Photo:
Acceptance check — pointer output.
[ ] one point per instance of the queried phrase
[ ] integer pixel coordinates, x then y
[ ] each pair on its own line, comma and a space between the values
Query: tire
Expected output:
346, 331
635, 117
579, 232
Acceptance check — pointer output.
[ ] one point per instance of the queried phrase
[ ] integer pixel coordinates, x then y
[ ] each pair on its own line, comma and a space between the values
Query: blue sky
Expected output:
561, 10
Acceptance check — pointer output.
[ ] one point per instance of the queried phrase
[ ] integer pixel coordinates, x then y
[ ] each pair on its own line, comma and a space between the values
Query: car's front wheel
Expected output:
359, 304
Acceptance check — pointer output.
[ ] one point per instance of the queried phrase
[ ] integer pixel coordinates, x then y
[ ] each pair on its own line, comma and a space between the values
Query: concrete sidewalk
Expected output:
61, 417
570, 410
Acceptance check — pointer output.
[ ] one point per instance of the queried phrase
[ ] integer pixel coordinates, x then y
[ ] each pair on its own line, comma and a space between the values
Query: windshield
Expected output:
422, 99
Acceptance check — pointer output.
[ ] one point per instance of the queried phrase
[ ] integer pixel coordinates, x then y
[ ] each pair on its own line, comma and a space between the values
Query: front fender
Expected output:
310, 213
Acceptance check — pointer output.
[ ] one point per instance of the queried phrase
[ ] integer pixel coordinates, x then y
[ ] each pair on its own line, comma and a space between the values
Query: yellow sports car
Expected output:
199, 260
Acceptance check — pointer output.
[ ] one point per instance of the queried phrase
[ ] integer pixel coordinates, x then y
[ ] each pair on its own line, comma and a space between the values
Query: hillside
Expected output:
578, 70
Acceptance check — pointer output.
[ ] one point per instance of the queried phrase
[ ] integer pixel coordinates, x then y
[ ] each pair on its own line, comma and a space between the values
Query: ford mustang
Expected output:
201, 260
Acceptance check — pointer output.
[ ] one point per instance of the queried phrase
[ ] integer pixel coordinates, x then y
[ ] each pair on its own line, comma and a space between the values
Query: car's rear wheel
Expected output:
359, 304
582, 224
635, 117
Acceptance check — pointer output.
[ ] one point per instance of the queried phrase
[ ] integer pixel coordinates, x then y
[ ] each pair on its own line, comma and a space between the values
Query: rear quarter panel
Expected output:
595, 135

▬▬▬

- EXERCISE REQUIREMENTS: Please reproduce every record shown above, exactly as written.

- WRITTEN RESPONSE:
Photo:
Acceptance check — pointer output.
[ ] one point per instance of the queried phrase
[ ] integer pixel coordinates, x then y
[ ] each pair on its own line, comma and a space between the values
Query: tire
Expected output:
346, 331
635, 117
579, 232
Acceptance check — pointer output.
[ ] one point per instance of the queried phrase
[ ] integer pixel coordinates, x then y
[ ] each pair on its own line, comma and a space between the values
Query: blue sky
Expected output:
561, 10
Acceptance check — pointer output.
[ ] one point per instance of the queried phrase
[ ] integer pixel coordinates, x then y
[ ] each pair on its own line, comma and a space between the values
Query: car's front wheel
Expected output:
359, 304
Acceptance check — pointer output.
[ ] one point per instance of the queried phrase
[ ] integer pixel coordinates, x then y
[ ] each pair on its own line, comma and a space between the values
Query: concrete sidewalk
Expected output:
61, 417
570, 410
Acceptance check — pointer output.
[ ] one point per instance of the queried phrase
[ ] integer pixel coordinates, x then y
[ ] each pair on its own line, comma and a space between the values
Query: windshield
Expected output:
422, 99
Acceptance check — pointer output.
[ ] one point per instance of the queried phrase
[ ] integer pixel coordinates, x then y
[ ] each pair on its own line, comma and a space between the values
Query: front fender
Expected output:
310, 213
Acceptance check — pointer output.
[ ] one point per instance of the queried phrase
[ ] integer pixel coordinates, x then y
[ ] each pair on its own line, comma and a space between the values
Query: yellow sports car
Expected output:
199, 260
Acceptance check — pointer output.
[ ] one point per instance of the queried phrase
[ ] integer pixel coordinates, x then y
[ ] each pair on its own line, comma and a space between the values
Query: hillside
Expected output:
578, 70
Acceptance check — pointer output.
[ ] one point per instance of the queried phrase
[ ] integer pixel coordinates, x then y
[ ] each pair on its own line, comma and a space between the values
Query: ford mustang
Expected output:
201, 260
Acceptance check — pointer output.
[ ] one point per instance of the queried phrase
[ ] integer pixel coordinates, x then y
[ ] each pair on its own line, comma and a space between the values
Query: car's rear wheel
Expected output:
359, 304
582, 224
635, 117
Acceptance check — pointer output.
[ ] one point per instance of the queried phrase
[ ] integer pixel coordinates, x then y
[ ] each pair on its own line, comma and a space between the values
Query: rear quarter panel
Expected output:
595, 135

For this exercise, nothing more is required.